Work instruction — Repeat every record exactly.

Task inputs —
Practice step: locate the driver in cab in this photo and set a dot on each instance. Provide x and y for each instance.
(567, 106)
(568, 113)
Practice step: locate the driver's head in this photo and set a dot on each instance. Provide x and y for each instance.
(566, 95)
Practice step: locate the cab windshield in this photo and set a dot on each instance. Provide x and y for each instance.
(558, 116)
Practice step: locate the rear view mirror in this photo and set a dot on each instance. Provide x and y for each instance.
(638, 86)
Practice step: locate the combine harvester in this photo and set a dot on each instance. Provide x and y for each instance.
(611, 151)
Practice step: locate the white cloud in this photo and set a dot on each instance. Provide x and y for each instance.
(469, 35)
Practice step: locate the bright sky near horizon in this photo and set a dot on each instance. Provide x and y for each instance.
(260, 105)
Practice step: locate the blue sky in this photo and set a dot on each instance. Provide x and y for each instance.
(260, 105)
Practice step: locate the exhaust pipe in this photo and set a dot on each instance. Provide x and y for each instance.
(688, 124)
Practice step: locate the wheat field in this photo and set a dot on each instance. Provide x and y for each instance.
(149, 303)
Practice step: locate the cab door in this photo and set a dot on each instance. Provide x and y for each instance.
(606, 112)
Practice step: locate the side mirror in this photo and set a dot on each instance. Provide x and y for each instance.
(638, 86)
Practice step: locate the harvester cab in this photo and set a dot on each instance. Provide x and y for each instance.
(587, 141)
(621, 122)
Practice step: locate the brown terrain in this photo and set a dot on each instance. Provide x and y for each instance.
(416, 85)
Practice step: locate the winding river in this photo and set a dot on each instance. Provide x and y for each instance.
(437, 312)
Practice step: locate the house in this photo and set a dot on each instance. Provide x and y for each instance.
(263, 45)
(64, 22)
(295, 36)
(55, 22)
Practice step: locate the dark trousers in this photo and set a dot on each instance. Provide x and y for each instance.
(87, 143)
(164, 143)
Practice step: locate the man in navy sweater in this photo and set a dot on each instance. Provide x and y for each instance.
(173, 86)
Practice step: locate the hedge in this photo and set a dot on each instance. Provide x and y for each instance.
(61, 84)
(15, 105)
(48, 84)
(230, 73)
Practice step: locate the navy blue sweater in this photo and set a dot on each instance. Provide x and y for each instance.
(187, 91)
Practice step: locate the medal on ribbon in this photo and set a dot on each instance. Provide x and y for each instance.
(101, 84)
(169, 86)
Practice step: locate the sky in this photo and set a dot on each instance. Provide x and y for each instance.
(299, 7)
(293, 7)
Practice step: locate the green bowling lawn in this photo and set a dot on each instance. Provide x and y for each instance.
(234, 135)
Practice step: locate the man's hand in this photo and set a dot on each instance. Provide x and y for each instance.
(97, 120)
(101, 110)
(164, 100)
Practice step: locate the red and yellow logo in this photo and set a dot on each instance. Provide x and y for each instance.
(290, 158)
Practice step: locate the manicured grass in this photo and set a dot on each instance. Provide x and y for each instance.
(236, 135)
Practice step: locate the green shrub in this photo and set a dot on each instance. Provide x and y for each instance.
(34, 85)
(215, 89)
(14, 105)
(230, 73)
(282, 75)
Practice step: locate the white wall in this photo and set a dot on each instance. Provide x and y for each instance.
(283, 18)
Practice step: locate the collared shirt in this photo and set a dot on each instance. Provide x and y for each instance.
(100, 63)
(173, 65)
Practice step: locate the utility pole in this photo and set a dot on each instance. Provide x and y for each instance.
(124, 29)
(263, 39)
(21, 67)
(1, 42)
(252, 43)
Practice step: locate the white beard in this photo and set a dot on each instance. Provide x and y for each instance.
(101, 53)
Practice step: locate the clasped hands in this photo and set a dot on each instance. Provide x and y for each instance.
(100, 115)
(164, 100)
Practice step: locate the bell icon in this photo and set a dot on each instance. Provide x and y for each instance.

Expected output —
Practice step: locate the driver in cab in this photo and set a dot on each instance. Provide x and y for each instance.
(567, 106)
(568, 113)
Practice step: locate the driver's head in this photo and set a dot on each instance. Provide x and y for each instance.
(566, 95)
Practice step: locate the cab windshield in this photo and set a dot on each instance. Provide x and y for each instance.
(558, 116)
Practice step: locate the rear view mirror in this photo and set a dot on each instance. Provide x and y for each instance.
(638, 86)
Practice step: locate the combine harvester in this photo and set a dot on each instance. Provide x and y for each instance.
(611, 151)
Practice step: locate the white cloud in this photo and set a dot on each instance. Provide x and y for each instance.
(469, 35)
Practice step: locate the bright sky near horizon in this photo and set a dot on each instance. Provide x and y for each instance.
(260, 105)
Practice step: locate the blue sky in this photo and set a dot on each instance. Provide x and y for each instance.
(260, 105)
Practice step: locate the exhaust pipe in this photo and set a dot on each instance. Provide x and y for each instance.
(688, 124)
Practice step: locate the wheat field in this photo and set a dot on each instance. Provide x and y for each instance.
(149, 303)
Practice step: locate the cab door in this photo and set a dot on each instance. Provide x and y for each instance.
(606, 112)
Practice step: locate the side mirror in this photo and set a dot on each instance. Provide x and y for each instance.
(638, 86)
Practice step: locate the harvester cab in this photo and set a dot on each instance. Provide x and y for each instance.
(587, 141)
(621, 122)
Practice step: locate the brown terrain in this photo and set a dot on each instance. Provide x and y for each instance.
(416, 85)
Practice step: locate the winding river in this photo and set a dot on each instance. Provide x and y for each instance.
(437, 312)
Practice step: locate the house in this photo and set a dot on each instance. Provide x and y for each instance.
(263, 45)
(64, 22)
(295, 36)
(55, 22)
Practice step: locate the dark trousers in this photo and set a dot on each instance. Provide x and y for each instance.
(87, 143)
(164, 143)
Practice step: locate the man in navy sweater in this photo and set a dot on each instance. Provide x and y for each instance.
(173, 86)
Practice step: locate the hedge in this photo and set a dot on each instance. Provide x and y for each instance.
(61, 84)
(15, 105)
(48, 84)
(230, 73)
Practice step: locate the navy blue sweater in this photo and set a dot on each instance. Provide x and y for each instance.
(187, 91)
Practice step: locate the medal on ribbon in this photo and set a dot on each instance. Provide x and y for each instance.
(101, 84)
(169, 86)
Practice step: locate the sky in this photo and set a dot on each instance. Provide x and y for each instance.
(299, 7)
(293, 7)
Practice step: locate the green bowling lawn in this photo and set a dot on each instance. Provide x and y for each instance.
(234, 135)
Practice step: locate the man's hand in this photo and set a dot on each instance. Provide x and y for each instance.
(97, 120)
(101, 110)
(164, 100)
Practice step: locate the red and yellow logo in this photo and set a dot on each instance. Provide x and y for each instance.
(290, 158)
Practice step: locate the manicured grass in this photo and set a dot on each instance. Provide x and y for each instance.
(236, 135)
Practice step: locate the green shrub in this photo and set a dot on each instance. Provide x and y for each instance.
(34, 85)
(215, 89)
(14, 105)
(230, 73)
(282, 75)
Practice step: locate the white wall in this photo and set a dot on each instance. Provide x and y for each instance.
(283, 18)
Practice step: locate the collared shirt in this photo and set a dot on each instance. Provide x and y for each instance.
(100, 63)
(173, 65)
Practice step: locate the utility pole in this photo and set a dot on each instance. Provide x and y for each instance.
(124, 29)
(263, 39)
(21, 67)
(1, 42)
(252, 43)
Practice step: locate the white beard in this photo and set a dot on each instance. Provide x and y for each instance.
(101, 53)
Practice step: locate the clasped hands in this photo and set a dot on each instance. Provide x and y for each instance.
(100, 115)
(164, 100)
Practice step: locate the bell icon in this photo and set a dot on each instance. Provide x and y for each instance.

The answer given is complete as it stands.